● **Supplied passage**

    Peter Beinart, the newly minted contributing New York Times columnist, recently argued in an op-ed at the paper that Israel should be dissolved, its inhabitants thrown to the mercy of terror organizations such as Hamas and the PLO. Apparently, he has something comparable in mind for the United States.

    Calling on the past examples of racist authoritarian Woodrow Wilson, the unapologetic Communist Paul Robeson, Malcom X, Black Panthers, and others, Beinart contends that Democrats might have to summon the U.N. Human Rights Council, a world body teeming with dictators and theocrats, to intervene in what he imagines is America’s “chronic racist disenfranchisement.” Alas, this is the kind of feverish wish-casting that passes for intellectual discourse these days.

    I seem to remember that Twenty-First Century American Progressives were ready to call in a nuke strike on Moscow because of a few thousand dollars worth of lame, but Kremlin-paid, Facebook ads. Times have changed.

  • At Reason, J.D. Tuccille has an infuriating article about another state, useless except as a bad example: Cuomo Clamps Down on New York Churches and Schools (Again).

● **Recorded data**

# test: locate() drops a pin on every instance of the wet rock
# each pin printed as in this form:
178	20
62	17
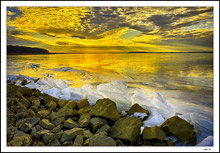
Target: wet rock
78	140
69	123
20	108
58	128
82	103
43	114
24	82
84	110
67	143
119	143
26	92
34	108
55	143
51	105
105	108
104	128
71	134
127	129
86	134
179	128
48	137
56	115
30	113
48	98
137	108
58	121
20	139
101	140
36	102
97	122
84	120
46	124
153	133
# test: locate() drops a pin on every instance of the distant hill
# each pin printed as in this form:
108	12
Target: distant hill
22	50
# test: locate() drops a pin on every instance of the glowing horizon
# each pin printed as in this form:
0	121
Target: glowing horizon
111	29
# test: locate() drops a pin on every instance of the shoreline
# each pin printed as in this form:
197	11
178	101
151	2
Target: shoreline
74	120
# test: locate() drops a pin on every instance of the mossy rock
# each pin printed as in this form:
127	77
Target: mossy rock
137	108
105	108
179	128
153	133
82	103
127	129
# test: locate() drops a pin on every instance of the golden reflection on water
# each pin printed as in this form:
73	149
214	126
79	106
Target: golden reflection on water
185	70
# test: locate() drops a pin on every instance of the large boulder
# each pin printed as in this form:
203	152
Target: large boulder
105	108
71	134
101	140
43	114
82	103
69	123
46	124
127	129
153	133
179	128
97	123
84	120
137	108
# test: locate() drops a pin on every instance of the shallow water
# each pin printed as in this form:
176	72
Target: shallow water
184	79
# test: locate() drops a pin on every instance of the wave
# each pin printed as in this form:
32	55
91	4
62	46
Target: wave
117	91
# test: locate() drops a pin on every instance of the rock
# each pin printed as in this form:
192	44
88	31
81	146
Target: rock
97	123
48	137
179	128
67	143
20	139
153	133
36	102
104	128
127	129
82	103
55	143
56	115
84	110
24	82
58	121
86	134
84	120
69	123
71	134
101	140
51	104
105	108
137	108
26	92
34	108
119	143
58	128
27	124
20	108
170	143
62	103
78	140
48	98
46	124
43	113
30	113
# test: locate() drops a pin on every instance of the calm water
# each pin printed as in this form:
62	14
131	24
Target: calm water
183	78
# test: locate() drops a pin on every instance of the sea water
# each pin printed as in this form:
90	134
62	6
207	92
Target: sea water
184	81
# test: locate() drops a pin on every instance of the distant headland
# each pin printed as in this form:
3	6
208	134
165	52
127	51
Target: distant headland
22	50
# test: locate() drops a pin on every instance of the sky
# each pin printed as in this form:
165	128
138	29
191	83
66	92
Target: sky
111	29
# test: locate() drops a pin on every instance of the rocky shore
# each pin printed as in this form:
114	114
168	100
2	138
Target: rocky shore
36	119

● **Tasks and exercises**
1. Set down, word for word, the part of the passage about Peter Beinart's column that begins at the words "I seem to remember" and ends after "and Schools (Again).".
2. Please resume the passage about Peter Beinart's column from the point where it stops.

● **Responses to the tasks**
1.
I seem to remember that Twenty-First Century American Progressives were ready to call in a nuke strike on Moscow because of a few thousand dollars worth of lame, but Kremlin-paid, Facebook ads. Times have changed.

  • At Reason, J.D. Tuccille has an infuriating article about another state, useless except as a bad example: Cuomo Clamps Down on New York Churches and Schools (Again).

2.
    There comes a moment as you're listening to New York Gov. Andrew Cuomo rant when you realize it all seems so familiar. Oh, yeah, you thinkthis guy sounds like the dictator in the movie Bananas who ordered everybody to speak Swedish and wear their underwear over their clothes. Only Cuomo isn't intentionally a joke, and his commands have serious consequences.

    This week, Cuomo announced another closure of New York schools that have already left families floundering through the pandemic and threatened to shutter synagogues and churches if their congregations don't bend to his will.

    "I am not going to recommend or allow any New York City family to send their child to a school that I wouldn't send my child to. We're going to close the schools in those areas tomorrow," Cuomo announced on October 5, in a command that applied to private schools as well as public ones.

    Since places of worship have been resistant to restrictions on gatherings, the governor got specific about penalties. "I have to say to the Orthodox community tomorrow, if you're not willing to live with these rules, then I'm going to close the synagogues," he threatened.

    I've said this before but: I thought that whole "wall of separation of church and state" thing was supposed to work both ways. It's like Cuomo thinks there's an asterisk on the First Amendment's "prohibiting the free excercise thereof*" language, leading to the fine print: "* unless you piss off a Democrat".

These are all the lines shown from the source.